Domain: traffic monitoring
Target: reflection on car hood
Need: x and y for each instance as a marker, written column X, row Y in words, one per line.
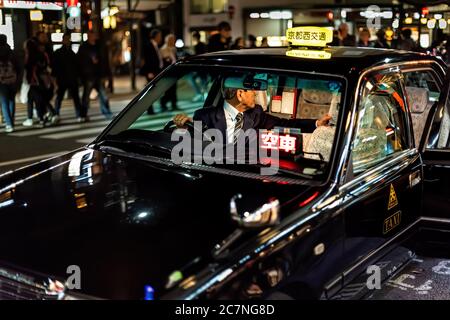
column 125, row 222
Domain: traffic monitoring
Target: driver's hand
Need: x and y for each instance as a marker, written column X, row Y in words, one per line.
column 181, row 119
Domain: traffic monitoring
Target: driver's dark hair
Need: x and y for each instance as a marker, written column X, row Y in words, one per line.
column 229, row 93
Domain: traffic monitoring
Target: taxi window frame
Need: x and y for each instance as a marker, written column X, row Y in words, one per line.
column 440, row 83
column 332, row 164
column 404, row 115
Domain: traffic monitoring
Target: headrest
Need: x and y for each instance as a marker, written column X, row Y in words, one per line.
column 317, row 96
column 418, row 99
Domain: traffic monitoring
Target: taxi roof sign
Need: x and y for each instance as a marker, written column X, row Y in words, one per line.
column 309, row 36
column 309, row 54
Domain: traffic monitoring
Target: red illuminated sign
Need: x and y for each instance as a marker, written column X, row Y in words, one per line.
column 274, row 141
column 72, row 3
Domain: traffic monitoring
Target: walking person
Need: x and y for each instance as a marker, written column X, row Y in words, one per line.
column 199, row 47
column 153, row 62
column 92, row 66
column 66, row 71
column 169, row 55
column 8, row 83
column 221, row 40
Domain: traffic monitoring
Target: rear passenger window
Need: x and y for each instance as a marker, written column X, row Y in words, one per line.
column 381, row 130
column 422, row 92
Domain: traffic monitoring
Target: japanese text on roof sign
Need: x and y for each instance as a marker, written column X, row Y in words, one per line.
column 307, row 35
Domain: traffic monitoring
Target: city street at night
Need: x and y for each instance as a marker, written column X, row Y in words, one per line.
column 229, row 153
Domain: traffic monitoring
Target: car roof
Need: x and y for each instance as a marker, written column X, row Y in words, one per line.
column 343, row 59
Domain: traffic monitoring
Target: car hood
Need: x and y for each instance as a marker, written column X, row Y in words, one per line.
column 125, row 222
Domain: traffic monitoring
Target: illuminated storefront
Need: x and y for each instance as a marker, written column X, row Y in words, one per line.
column 23, row 19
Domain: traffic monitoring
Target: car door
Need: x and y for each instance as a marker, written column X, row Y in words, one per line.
column 436, row 158
column 383, row 184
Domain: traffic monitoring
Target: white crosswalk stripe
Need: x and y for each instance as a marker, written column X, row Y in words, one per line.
column 83, row 133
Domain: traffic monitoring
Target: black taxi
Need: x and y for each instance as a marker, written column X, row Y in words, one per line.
column 135, row 215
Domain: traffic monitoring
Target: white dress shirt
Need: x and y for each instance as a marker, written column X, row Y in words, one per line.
column 230, row 117
column 155, row 45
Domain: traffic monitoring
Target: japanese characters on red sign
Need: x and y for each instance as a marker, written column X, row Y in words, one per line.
column 275, row 141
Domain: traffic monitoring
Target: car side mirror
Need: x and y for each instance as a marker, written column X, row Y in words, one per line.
column 265, row 215
column 248, row 215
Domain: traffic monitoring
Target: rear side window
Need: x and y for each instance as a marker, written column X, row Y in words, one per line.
column 422, row 92
column 381, row 126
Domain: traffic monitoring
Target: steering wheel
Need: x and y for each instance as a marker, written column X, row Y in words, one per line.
column 170, row 126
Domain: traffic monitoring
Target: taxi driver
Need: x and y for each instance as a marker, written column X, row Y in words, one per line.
column 240, row 111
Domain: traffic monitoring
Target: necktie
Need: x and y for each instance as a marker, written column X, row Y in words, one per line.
column 238, row 126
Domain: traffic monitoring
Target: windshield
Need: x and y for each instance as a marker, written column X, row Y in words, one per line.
column 240, row 119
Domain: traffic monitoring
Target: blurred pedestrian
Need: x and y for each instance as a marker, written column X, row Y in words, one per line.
column 44, row 41
column 37, row 72
column 345, row 38
column 169, row 55
column 93, row 69
column 406, row 42
column 66, row 71
column 8, row 83
column 251, row 40
column 264, row 42
column 199, row 47
column 198, row 79
column 239, row 43
column 221, row 40
column 364, row 38
column 153, row 62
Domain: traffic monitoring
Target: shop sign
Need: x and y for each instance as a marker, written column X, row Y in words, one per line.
column 22, row 4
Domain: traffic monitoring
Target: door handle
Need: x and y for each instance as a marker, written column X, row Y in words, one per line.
column 414, row 179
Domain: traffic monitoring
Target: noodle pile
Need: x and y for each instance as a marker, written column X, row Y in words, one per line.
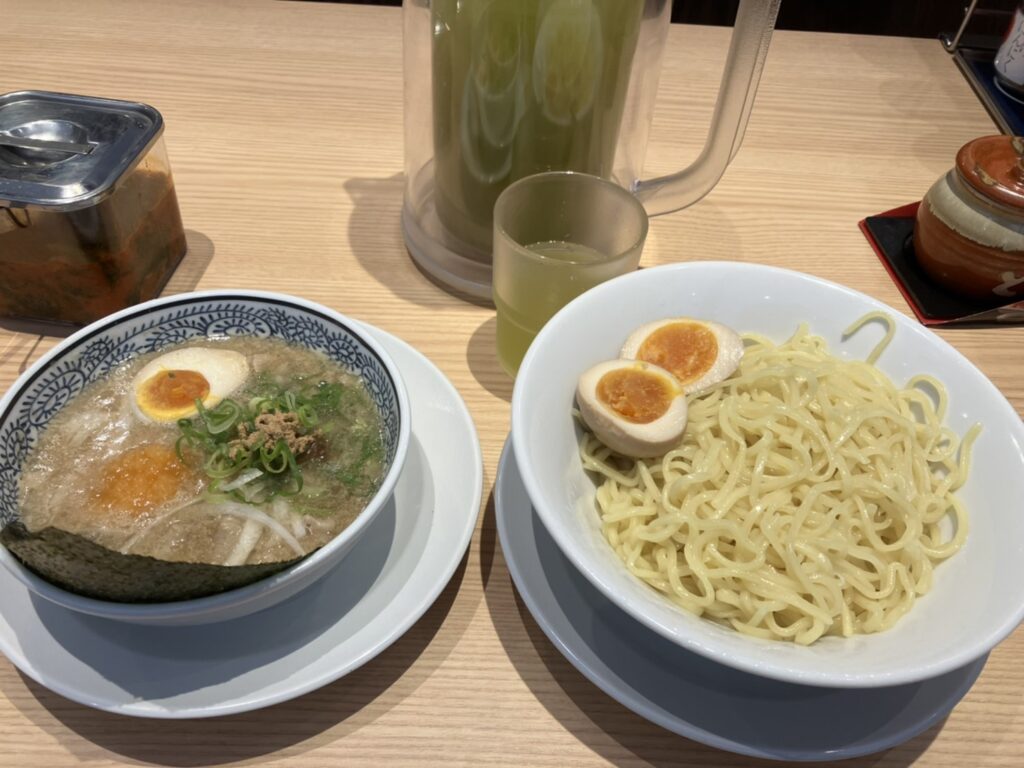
column 809, row 495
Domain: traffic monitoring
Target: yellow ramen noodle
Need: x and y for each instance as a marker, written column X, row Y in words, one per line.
column 809, row 496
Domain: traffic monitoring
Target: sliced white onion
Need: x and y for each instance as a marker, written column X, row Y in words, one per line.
column 283, row 512
column 252, row 513
column 244, row 477
column 251, row 531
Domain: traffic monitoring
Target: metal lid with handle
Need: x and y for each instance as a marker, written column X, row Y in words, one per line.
column 65, row 153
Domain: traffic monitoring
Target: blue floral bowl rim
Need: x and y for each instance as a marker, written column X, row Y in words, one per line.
column 258, row 591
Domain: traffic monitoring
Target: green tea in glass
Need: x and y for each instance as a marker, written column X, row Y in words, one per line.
column 557, row 235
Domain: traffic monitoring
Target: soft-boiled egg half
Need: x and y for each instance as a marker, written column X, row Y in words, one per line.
column 166, row 389
column 634, row 408
column 698, row 353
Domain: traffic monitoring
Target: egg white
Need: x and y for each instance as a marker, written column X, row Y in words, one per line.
column 730, row 350
column 620, row 434
column 223, row 370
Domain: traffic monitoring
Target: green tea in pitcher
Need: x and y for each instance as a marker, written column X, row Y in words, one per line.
column 527, row 292
column 519, row 87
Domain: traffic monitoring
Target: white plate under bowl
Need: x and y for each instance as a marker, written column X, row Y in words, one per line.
column 685, row 692
column 978, row 596
column 368, row 601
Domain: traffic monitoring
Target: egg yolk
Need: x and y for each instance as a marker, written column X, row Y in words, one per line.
column 637, row 395
column 685, row 349
column 140, row 479
column 172, row 392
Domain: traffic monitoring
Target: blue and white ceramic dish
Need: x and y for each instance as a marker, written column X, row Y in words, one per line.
column 93, row 351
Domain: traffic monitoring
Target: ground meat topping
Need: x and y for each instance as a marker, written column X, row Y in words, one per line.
column 272, row 427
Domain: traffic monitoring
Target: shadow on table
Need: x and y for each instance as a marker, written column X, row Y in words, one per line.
column 193, row 266
column 606, row 727
column 481, row 354
column 375, row 236
column 287, row 729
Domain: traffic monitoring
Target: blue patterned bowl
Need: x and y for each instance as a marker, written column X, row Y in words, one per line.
column 96, row 349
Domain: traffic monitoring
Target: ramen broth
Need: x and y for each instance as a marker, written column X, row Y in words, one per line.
column 103, row 471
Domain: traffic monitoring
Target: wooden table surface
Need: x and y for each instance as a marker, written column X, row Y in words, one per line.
column 285, row 130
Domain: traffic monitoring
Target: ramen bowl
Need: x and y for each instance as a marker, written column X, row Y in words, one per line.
column 977, row 598
column 97, row 349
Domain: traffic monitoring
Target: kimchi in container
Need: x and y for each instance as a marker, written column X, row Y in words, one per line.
column 89, row 221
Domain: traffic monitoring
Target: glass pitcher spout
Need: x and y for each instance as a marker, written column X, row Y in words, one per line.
column 748, row 50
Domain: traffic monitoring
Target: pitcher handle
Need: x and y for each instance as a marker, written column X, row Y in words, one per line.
column 748, row 50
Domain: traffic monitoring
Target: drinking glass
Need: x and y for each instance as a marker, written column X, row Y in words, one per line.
column 555, row 236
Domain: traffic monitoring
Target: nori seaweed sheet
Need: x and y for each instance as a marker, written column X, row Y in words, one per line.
column 87, row 568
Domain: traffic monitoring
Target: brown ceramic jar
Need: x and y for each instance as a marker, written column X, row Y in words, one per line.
column 969, row 235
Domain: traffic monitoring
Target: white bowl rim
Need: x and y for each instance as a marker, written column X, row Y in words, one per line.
column 211, row 605
column 761, row 667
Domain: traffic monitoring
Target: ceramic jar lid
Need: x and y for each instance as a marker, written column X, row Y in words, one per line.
column 993, row 166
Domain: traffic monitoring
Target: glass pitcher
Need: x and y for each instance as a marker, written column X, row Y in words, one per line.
column 500, row 89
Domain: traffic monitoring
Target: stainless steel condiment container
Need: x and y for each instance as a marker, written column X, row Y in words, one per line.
column 89, row 220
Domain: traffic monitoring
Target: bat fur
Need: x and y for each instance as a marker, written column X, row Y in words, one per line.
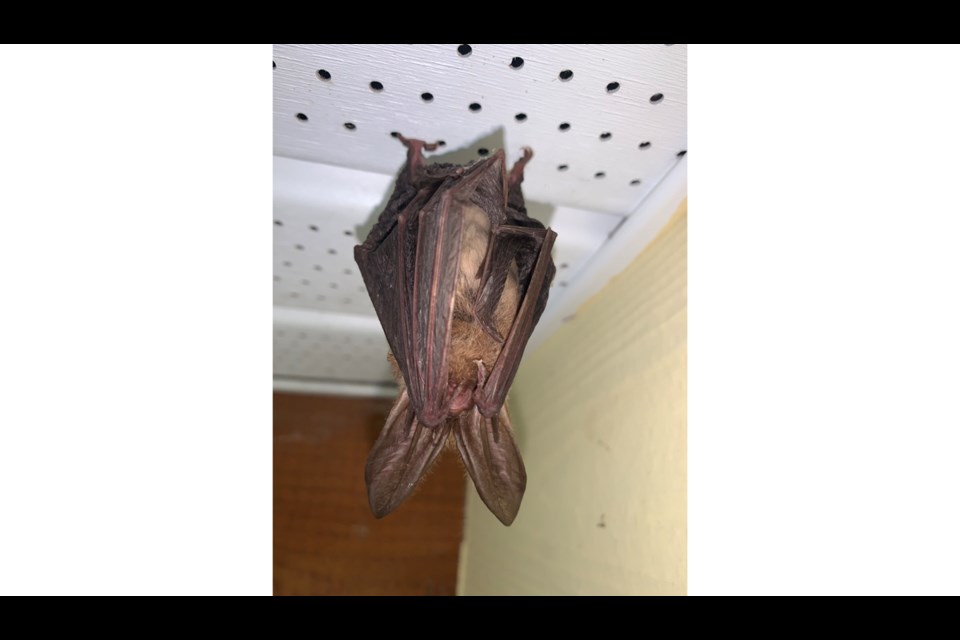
column 459, row 275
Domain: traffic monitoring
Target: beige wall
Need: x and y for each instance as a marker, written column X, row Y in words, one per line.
column 600, row 411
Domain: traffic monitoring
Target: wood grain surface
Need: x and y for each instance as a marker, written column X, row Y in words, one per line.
column 326, row 542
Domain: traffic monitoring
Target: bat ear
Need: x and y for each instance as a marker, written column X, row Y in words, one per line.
column 493, row 461
column 401, row 455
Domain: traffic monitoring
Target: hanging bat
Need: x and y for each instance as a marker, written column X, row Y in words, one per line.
column 458, row 274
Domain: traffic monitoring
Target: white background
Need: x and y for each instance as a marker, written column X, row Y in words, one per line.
column 136, row 343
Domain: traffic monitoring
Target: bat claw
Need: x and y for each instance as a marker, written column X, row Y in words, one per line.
column 415, row 152
column 516, row 173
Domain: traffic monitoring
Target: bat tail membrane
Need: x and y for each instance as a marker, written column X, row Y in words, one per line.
column 493, row 461
column 400, row 456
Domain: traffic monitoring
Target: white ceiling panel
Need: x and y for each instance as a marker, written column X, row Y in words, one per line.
column 607, row 124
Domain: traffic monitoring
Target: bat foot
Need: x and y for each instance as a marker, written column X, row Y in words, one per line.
column 415, row 152
column 516, row 173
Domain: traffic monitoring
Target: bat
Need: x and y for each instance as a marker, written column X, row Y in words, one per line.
column 459, row 275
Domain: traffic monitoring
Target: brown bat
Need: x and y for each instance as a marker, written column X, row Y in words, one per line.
column 458, row 274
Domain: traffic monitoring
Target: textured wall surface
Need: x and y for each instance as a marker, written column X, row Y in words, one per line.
column 600, row 411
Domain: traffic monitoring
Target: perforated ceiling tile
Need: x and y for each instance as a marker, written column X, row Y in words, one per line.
column 619, row 117
column 606, row 123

━━━━━━

#### Task goal:
Format the entries from the start through the line containing "column 229, row 93", inclusive, as a two-column CSV with the columns entry_text and answer. Give one row per entry, put each field in quotation marks, replace line breaks with spaces, and leave out the pictures.

#### Task response:
entry_text,answer
"Domain: traffic monitoring Target: reflection on car hood Need: x and y for each instance as a marker, written column X, row Y in words, one per line.","column 125, row 222"
"Domain: traffic monitoring Target: driver's hand Need: x and y for each instance as a marker, written column X, row Y in words, one per line.","column 181, row 119"
"Domain: traffic monitoring Target: driver's dark hair Need: x and y for each instance as a marker, written column X, row Y in words, one per line.","column 229, row 93"